>> BEGIN Information supplied

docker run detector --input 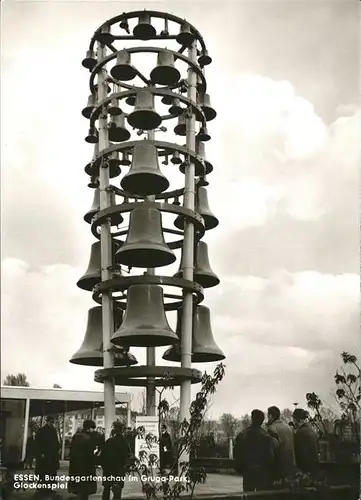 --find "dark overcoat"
[295,423,319,473]
[159,431,173,469]
[234,426,278,491]
[34,425,60,478]
[68,431,99,495]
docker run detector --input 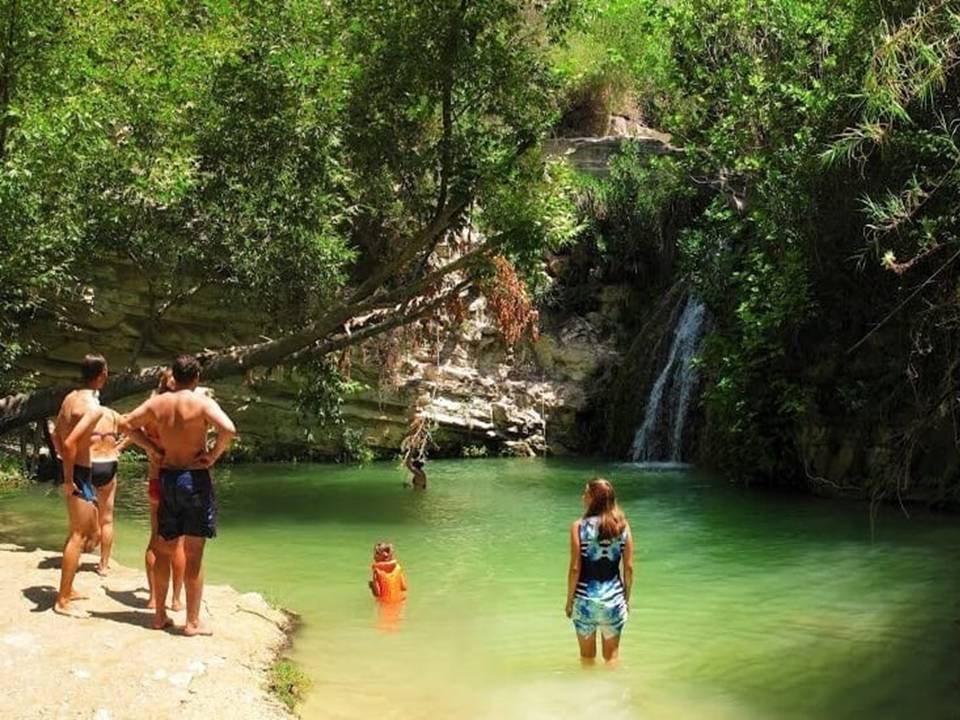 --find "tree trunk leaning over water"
[0,202,488,435]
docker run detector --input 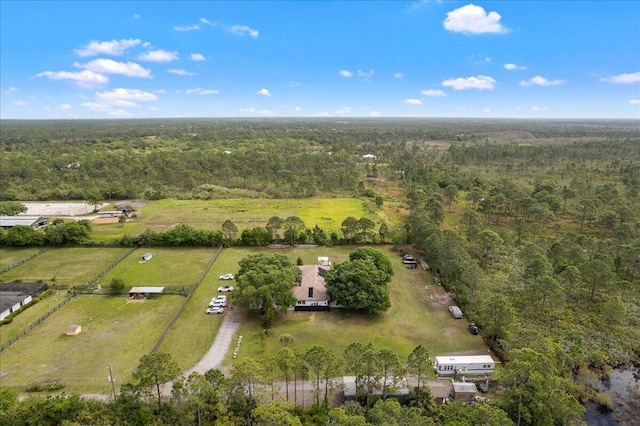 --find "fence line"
[0,247,49,274]
[0,293,76,352]
[150,245,222,354]
[0,247,137,352]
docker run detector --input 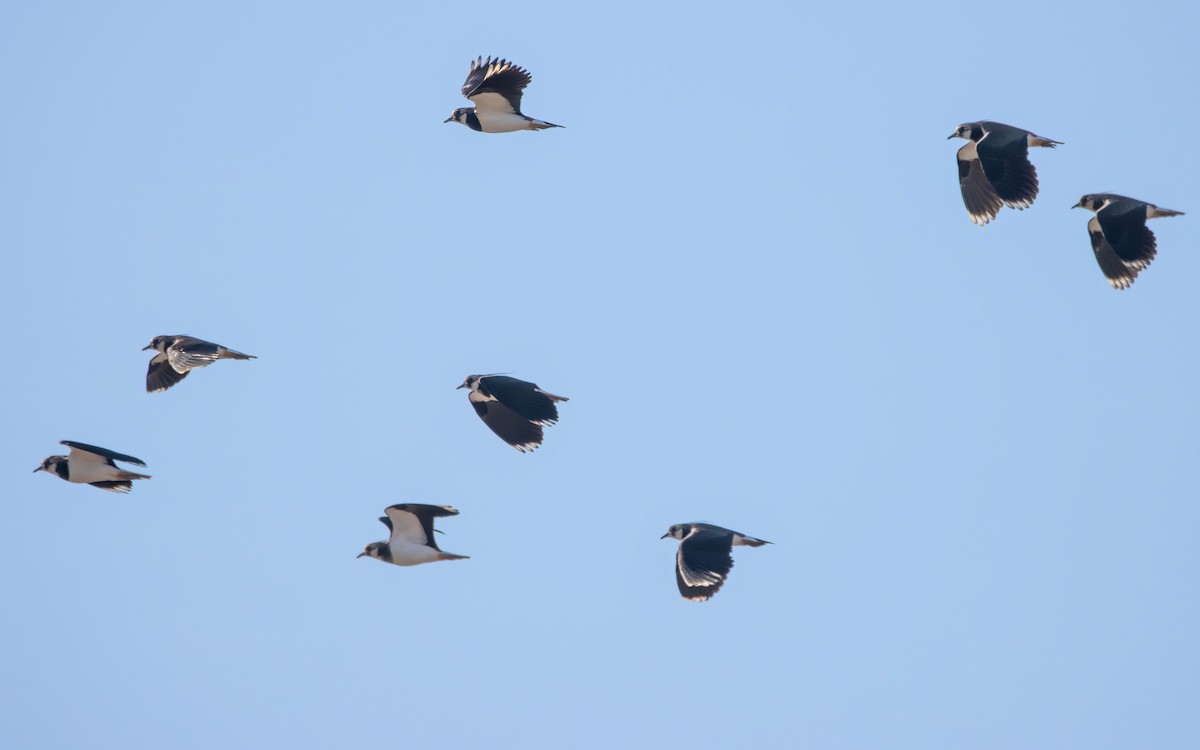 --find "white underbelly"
[475,113,529,133]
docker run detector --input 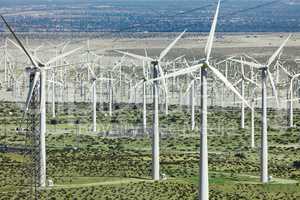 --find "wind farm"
[0,0,300,200]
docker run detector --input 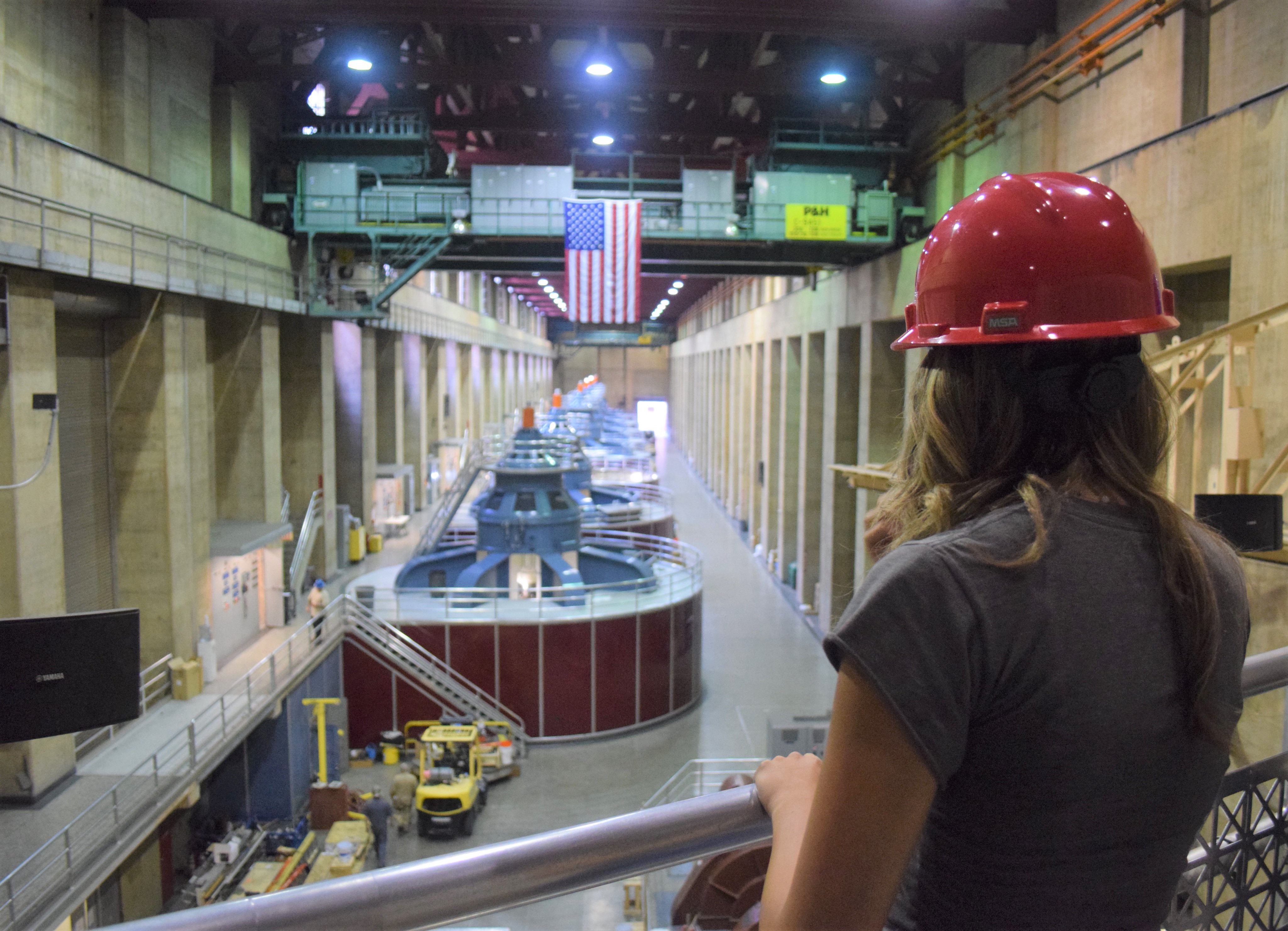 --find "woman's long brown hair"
[867,339,1229,748]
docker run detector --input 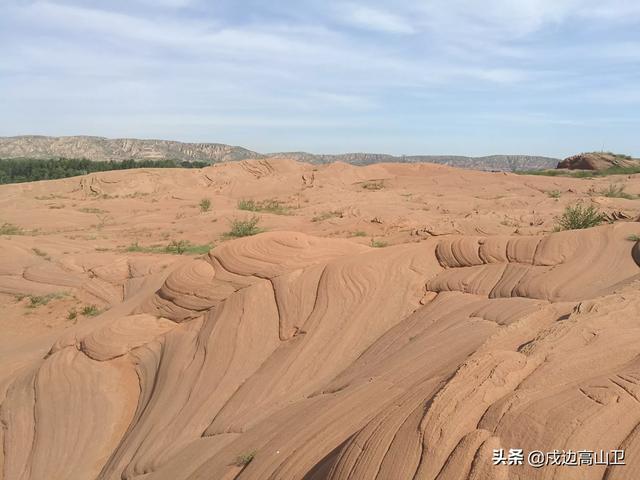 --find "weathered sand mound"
[0,223,640,480]
[557,152,640,170]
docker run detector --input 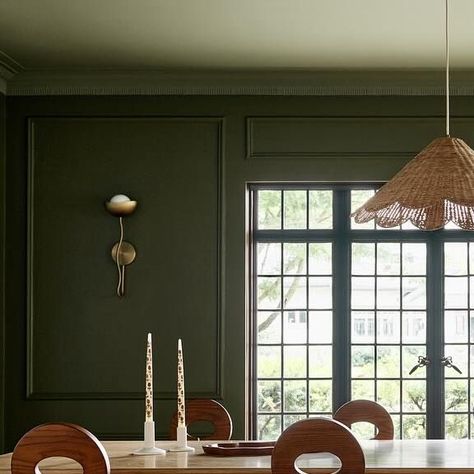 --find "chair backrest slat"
[334,400,394,440]
[272,417,365,474]
[169,398,232,440]
[11,423,110,474]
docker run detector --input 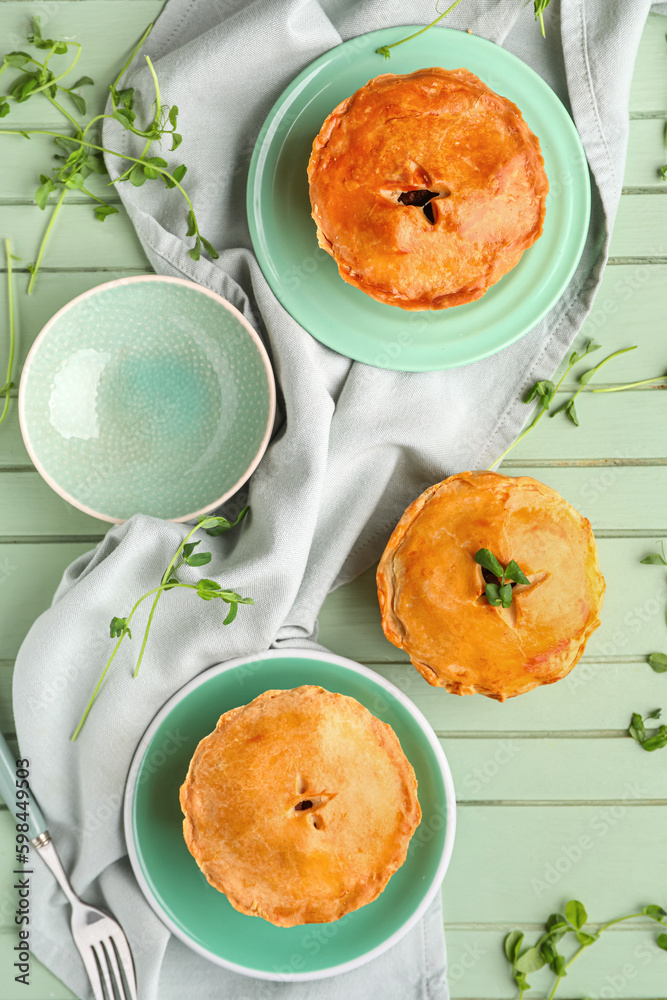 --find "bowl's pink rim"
[18,274,276,524]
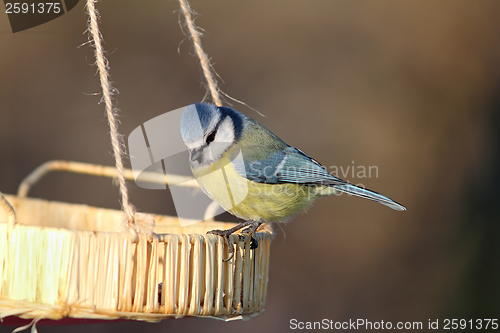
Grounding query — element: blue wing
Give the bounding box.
[235,146,406,210]
[236,146,348,185]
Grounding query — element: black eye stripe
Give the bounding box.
[205,131,216,143]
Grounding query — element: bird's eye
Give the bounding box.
[205,131,215,143]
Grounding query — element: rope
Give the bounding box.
[87,0,134,226]
[179,0,222,106]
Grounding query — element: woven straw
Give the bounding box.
[0,162,272,321]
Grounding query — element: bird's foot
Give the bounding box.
[207,221,262,262]
[207,229,234,262]
[241,222,262,250]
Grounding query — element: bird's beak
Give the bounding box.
[191,148,202,161]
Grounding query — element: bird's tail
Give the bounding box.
[332,184,406,211]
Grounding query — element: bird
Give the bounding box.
[180,103,406,261]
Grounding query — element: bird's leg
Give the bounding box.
[241,221,262,250]
[207,221,255,262]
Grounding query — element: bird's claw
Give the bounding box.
[207,230,234,262]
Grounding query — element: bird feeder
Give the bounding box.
[0,161,272,321]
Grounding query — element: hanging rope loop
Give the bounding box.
[87,0,154,239]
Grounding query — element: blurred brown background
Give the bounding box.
[0,0,500,333]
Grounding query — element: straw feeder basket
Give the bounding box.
[0,0,272,321]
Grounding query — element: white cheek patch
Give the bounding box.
[215,116,234,144]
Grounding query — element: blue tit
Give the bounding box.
[180,103,406,261]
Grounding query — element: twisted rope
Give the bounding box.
[87,0,135,226]
[179,0,222,106]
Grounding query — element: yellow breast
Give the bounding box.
[193,152,334,222]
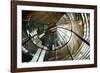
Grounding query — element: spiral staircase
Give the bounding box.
[22,11,90,62]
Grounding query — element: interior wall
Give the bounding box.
[0,0,100,73]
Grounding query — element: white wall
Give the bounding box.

>> END Information supplied

Task instructions – Copy the records from the line with "Grounding query — element: twisted rope" to the line with "[22,11,90,62]", substituting "yellow chest" for "yellow breast", leaving out the pictures, and changing nothing else.

Solution to the problem –
Grounding query — element: twisted rope
Give the bounding box.
[87,0,135,226]
[179,0,222,106]
Grounding query — element: yellow chest
Give the bounding box.
[193,152,334,222]
Grounding query — element: spiral staircase
Give the bounding box.
[22,11,90,62]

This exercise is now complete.